___ Texto fornecido

Em plena pandemia, vendedora de lanches passa em concurso

Conheça a trajetória da servidora Maiara Rocha Moreira, que fugiu do Sertão, contornou o analfabetismo e o trabalho precoce para mudar o destino da família como técnica do TRE-PE

por Victor Gouveia qua, 31/03/2021 - 16:22
Arquivo Pessoal Nem a gravidez, nem a dificuldade com a Língua Portuguesa foram suficientes para lhe impedir de correr atrás da aprovação Arquivo Pessoal

De vendedora de lanches à técnica judiciária do Tribunal Regional Eleitoral de Pernambuco (TRE-PE), Maiara Rocha Moreira atravessou as barreiras do acesso à Educação no Brasil em uma trajetória coroada em plena pandemia. Após decepções e sacrifícios, ela se orgulha dos quatro anos de estudo que garantiram a estabilidade financeira da família.

“Eu era semianalfabeta. Eu nem fiz o Ensino Médio, meu Ensino Médio foi pelo Enem, e eu resolvi estudar e mudar”, reforça a servidora empossada no dia 22 de janeiro deste ano. “Ano passado, nesse mesmo período, eu tava no meio da rua vendendo lanche e hoje estou aqui escolhendo uma cidade para dar o meu melhor. Então, eu agradeço a Deus”, disse no dia em que escolheu ser remanejada de São José do Egito para Trindade, municípios do Sertão de Pernambuco.

Revisão no banco do shopping

Surpreendida com a ligação do TRE-PE enquanto produzia doces para vender no dia seguinte, Maiara lembra que viajou de ônibus de Fortaleza ao Recife e estudou nos bancos do Shopping RioMar, na Zona Sul, para revisar a matéria antes da prova. “Quando a gente tá estudando, a gente não acha que é tão satisfatório, mas é muito. Minha família não imaginava que seria tanta benção”, celebra.

Nascida em Areião, no Interior da Bahia, foi criada até os cinco anos ao lado da irmã, pelos avós. Após a morte do avô, ela foi mandada para a casa onde a mãe era doméstica, em Fortaleza, como única opção para fugir da escassez no Sertão. “Eu sempre estudei em escola pública e me alimentava com a merenda porque não tinha dinheiro para comprar outros lanches. Apesar disso, soube aproveitar o que tinha à minha disposição”, aponta.

Maiara chegou a trabalhar de babá no Rio de Janeiro com apenas 12 anos e, durante sua batalha em busca de oportunidades, pediu para participar de uma seleção de menor aprendiz, mesmo sem os R$ 10 da inscrição. “Sempre fui muito pidona porque não tinha condições mesmo. Cheguei no local e disse que não tinha o dinheiro para pagar, mas que eu precisava fazer aquela prova porque eu iria passar”, disse confiante.

A apostila do passageiro

Ela foi aprovada no curso técnico e, por anos, sustentou a família com o salário que recebia na confecção. Dentro de um ônibus, em 2012, observou um homem que lia uma apostila, que lhe respondeu, “se você estudar e passar em uma prova, você fica rico. Ganha dinheiro e estabilidade”. Nesse momento, a costureira traçou uma meta que mudaria completamente sua vida.

______
___ Material fornecido

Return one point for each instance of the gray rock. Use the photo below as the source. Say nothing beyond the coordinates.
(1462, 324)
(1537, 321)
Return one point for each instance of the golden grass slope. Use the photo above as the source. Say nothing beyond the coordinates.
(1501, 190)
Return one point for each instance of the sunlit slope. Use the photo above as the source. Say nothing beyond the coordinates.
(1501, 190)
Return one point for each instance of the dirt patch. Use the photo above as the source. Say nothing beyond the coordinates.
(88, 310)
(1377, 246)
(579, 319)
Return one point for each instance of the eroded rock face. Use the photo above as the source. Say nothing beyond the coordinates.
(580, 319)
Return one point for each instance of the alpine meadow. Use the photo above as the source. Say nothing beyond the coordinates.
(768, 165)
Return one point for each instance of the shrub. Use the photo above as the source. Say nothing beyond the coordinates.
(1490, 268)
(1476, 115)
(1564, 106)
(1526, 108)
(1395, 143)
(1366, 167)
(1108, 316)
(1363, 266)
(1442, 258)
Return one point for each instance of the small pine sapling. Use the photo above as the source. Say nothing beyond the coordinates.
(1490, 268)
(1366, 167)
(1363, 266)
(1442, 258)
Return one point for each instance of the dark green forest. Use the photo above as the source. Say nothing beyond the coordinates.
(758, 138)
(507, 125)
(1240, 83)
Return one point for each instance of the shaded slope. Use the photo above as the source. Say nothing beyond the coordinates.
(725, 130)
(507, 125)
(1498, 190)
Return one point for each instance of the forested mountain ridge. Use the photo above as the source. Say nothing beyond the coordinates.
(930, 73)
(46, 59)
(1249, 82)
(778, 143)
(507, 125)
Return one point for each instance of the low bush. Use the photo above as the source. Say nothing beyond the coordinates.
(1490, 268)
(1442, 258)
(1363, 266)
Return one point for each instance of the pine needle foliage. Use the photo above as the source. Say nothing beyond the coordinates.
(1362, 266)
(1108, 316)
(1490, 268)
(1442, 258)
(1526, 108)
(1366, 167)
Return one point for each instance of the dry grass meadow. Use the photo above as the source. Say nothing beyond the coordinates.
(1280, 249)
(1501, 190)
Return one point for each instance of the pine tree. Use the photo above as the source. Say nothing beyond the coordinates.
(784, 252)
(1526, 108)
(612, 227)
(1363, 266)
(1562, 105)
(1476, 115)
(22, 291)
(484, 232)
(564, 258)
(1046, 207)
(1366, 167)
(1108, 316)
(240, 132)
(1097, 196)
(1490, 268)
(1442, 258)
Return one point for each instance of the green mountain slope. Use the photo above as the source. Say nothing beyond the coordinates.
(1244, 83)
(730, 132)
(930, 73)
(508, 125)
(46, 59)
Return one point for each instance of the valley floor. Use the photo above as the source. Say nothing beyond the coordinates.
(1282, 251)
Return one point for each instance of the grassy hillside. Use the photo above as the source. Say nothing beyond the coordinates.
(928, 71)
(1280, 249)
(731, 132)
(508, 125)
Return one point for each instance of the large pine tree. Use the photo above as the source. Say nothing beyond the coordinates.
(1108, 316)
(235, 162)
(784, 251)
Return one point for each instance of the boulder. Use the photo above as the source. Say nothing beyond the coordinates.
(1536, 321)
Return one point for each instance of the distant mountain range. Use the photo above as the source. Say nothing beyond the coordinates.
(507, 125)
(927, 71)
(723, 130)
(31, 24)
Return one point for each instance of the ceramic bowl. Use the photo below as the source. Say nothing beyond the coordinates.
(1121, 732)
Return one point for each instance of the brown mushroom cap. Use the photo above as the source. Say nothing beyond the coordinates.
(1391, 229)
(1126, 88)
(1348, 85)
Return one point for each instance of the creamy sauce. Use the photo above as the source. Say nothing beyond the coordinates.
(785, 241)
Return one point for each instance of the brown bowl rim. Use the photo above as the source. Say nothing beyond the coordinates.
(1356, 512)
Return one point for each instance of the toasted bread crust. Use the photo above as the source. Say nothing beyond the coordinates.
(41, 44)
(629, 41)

______
___ Material fornecido

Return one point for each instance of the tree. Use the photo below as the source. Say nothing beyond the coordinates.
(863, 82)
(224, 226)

______

* _Requisitos das tarefas_:
**A)** Por favor, diga se cada afirmação abaixo está de acordo com a reportagem sobre Maiara Rocha Moreira, respondendo sim ou não e citando literalmente as palavras da reportagem que decidem a questão. (i) Maiara nasceu em Fortaleza. (ii) Maiara trabalhou como babá no Rio de Janeiro aos 12 anos. (iii) Maiara foi de avião de Fortaleza ao Recife para fazer a prova.
**B)** Copie sem alterações o trecho da reportagem sobre Maiara Rocha Moreira que começa nas palavras que contêm "De vendedora de" e termina em "Sertão de Pernambuco.".

* _Respostas por tarefa_:
**A)**
(i) Não: "Nascida em Areião, no Interior da Bahia"
(ii) Sim: "Maiara chegou a trabalhar de babá no Rio de Janeiro com apenas 12 anos"
(iii) Não: "viajou de ônibus de Fortaleza ao Recife"

**B)**
De vendedora de lanches à técnica judiciária do Tribunal Regional Eleitoral de Pernambuco (TRE-PE), Maiara Rocha Moreira atravessou as barreiras do acesso à Educação no Brasil em uma trajetória coroada em plena pandemia. Após decepções e sacrifícios, ela se orgulha dos quatro anos de estudo que garantiram a estabilidade financeira da família.

“Eu era semianalfabeta. Eu nem fiz o Ensino Médio, meu Ensino Médio foi pelo Enem, e eu resolvi estudar e mudar”, reforça a servidora empossada no dia 22 de janeiro deste ano. “Ano passado, nesse mesmo período, eu tava no meio da rua vendendo lanche e hoje estou aqui escolhendo uma cidade para dar o meu melhor. Então, eu agradeço a Deus”, disse no dia em que escolheu ser remanejada de São José do Egito para Trindade, municípios do Sertão de Pernambuco.